[[ PAGE EXCERPT, beginning ]]

A majority of working adults say they still go to work when they have a cold or the flu. There are some jobs where doing that can have a big effect on health.
At least half of people who work in very public places, like hospitals and restaurants, report going to work when they have a cold or the flu. Those were among the findings of a poll conducted by NPR, the Robert Wood Johnson Foundation and the Harvard T.H. Chan School of Public Health.
They are some of the last people you'd want to go to work sick, because they tend to have a lot of contact with people. And that helps spread disease.
"It's one of the biggest food safety problems that there is, and we've known about it forever," says Kirk Smith, who oversees foodborne outbreak investigations with the Minnesota Department of Health. But he says it's really hard to get people to stop doing it.
When it comes to food handling, there's one illness that's particularly concerning: norovirus. "It is by far the most common cause of foodborne illness," says Smith. According to the Centers for Disease Control and Prevention, the virus is responsible for 35 percent of them.
That's because there are billions of virus particles per gram in stool and vomit. It only takes about 20 of those to get someone sick. And norovirus can hitchhike from surface to surface. It takes a high concentration of bleach to kill it.
"And so it just takes microcontamination of your hands, if you don't do a perfect job washing, to be able to contaminate food with enough of the virus to infect lots and lots of people," says Smith.
The same virus has plagued restaurant customers across the country. Last winter, 140 people — including much of the Boston College basketball team — got sick from eating at a Chipotle in Boston where one person had gone to work sick.
"It's definitely the norm to go into work sick. That's what I and most of my co-workers usually do," says Anthony Peeples. He used to work at an Olive Garden restaurant. Now he's a bartender at a casino in Michigan City, Ind.
At Olive Garden, he says, he was in a bind when he got sick, because he didn't have any paid sick leave.
"I don't think anybody really wants to go out there and get people sick or let alone work when they're miserable, but you have to," he says, "Or else you're not going to be able to pay your electricity or water or your rent."
The Food and Drug Administration has something called the Food Code that says food workers need to stay home 24 hours after their symptoms go away, but not all states have adopted the rule.
The CDC has found that 1 in 5 food service workers has reported working while sick with vomiting and diarrhea.
People don't want to leave their colleagues in the lurch, says Laura Brown, a behavioral scientist with the CDC's National Center for Environmental Health.
She and her colleagues interviewed employees at about 500 restaurants in nine different states and then calculated which factors were most strongly linked to people going to work sick.
"Forty percent of workers did say to us that they'd worked while sick in the past because they wouldn't get paid," Brown says. "But when we look at the data statistically, that doesn't really seem to be a large driving factor in whether or not people actually work when they're sick."
A lot of them went to work because they were worried about losing their jobs if they didn't show. And there was another thing. "We found that workers who were concerned about leaving their co-workers short-staffed were more likely to say they'd worked while sick," Brown says.
Likewise, those who worked in places that had backup options — like on-call workers to fill in for sick staff — were less likely to work while sick. So the biggest factor, Brown says, was that "the workers are concerned about their co-workers having to work a man down."
NPR's poll also found that it isn't always money that drives people to work when they should stay home.
Adults in low-paying jobs are more likely to say they go to work ill — but about half of those in high-paying jobs are, too.

[[ PAGE EXCERPT, end ]]

#### PROBLEM STATEMENT:
Summarize the article on going to work sick in two sentences.

[[ RECORDED INFORMATION, beginning ]]

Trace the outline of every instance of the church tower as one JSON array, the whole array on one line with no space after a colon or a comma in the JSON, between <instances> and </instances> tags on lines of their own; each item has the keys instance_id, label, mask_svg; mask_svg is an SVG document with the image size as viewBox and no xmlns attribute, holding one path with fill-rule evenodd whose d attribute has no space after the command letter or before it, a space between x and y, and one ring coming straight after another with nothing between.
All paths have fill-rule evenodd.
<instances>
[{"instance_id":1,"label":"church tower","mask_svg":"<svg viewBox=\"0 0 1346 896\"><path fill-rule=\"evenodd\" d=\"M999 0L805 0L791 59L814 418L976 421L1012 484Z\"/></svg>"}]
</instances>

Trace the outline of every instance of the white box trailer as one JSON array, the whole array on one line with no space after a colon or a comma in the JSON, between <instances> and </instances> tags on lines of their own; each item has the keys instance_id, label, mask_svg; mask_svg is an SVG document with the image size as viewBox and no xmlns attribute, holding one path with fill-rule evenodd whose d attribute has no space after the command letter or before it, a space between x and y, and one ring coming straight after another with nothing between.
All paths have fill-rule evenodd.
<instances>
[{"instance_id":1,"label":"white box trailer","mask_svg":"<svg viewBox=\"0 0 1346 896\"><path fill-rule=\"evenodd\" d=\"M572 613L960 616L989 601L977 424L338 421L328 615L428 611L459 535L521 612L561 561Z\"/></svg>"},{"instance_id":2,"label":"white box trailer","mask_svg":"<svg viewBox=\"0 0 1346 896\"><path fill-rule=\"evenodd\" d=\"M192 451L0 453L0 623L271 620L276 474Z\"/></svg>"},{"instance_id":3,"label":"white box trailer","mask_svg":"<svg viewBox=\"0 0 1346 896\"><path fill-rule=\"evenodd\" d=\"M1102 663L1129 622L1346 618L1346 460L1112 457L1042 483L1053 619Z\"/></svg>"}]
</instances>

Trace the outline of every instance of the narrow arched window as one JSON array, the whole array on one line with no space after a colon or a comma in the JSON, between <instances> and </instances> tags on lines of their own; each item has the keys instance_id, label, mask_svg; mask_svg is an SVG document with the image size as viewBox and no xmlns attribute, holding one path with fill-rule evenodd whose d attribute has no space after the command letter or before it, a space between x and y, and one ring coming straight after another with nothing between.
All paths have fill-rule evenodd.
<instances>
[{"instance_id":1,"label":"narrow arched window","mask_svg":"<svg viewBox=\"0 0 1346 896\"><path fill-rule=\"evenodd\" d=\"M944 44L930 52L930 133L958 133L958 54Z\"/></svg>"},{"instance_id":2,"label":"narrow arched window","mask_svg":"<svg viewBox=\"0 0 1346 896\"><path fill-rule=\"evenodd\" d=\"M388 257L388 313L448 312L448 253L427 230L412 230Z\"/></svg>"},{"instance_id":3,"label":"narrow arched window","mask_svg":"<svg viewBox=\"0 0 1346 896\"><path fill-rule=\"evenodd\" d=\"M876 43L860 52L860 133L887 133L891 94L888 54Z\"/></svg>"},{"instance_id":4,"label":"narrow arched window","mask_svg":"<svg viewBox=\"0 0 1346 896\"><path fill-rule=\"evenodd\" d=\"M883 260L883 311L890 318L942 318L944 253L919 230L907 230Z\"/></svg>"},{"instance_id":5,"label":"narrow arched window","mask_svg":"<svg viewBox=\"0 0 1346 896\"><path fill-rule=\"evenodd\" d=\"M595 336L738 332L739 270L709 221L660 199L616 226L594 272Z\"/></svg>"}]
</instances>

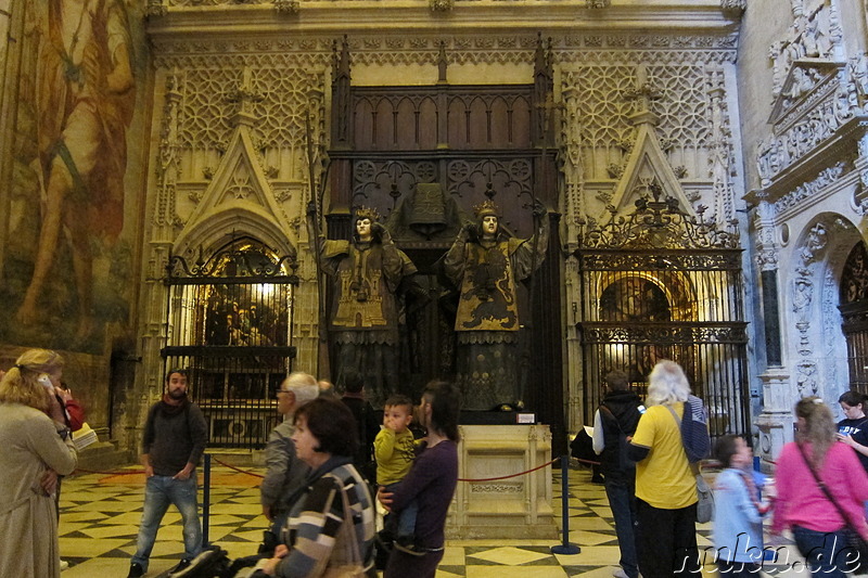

[[ RECORDED INFORMATION, end ]]

#### TASK RESULT:
A poll by NPR, the Robert Wood Johnson Foundation and the Harvard T.H. Chan School of Public Health found that most working adults go to work with a cold or the flu, including at least half of those in very public places like hospitals and restaurants, where sick food workers can spread norovirus, the most common cause of foodborne illness. CDC interviews with restaurant employees showed that, more than lost pay, concern about leaving co-workers short-staffed was the biggest factor in working while sick, and the poll likewise found that about half of people in high-paying jobs also go to work ill.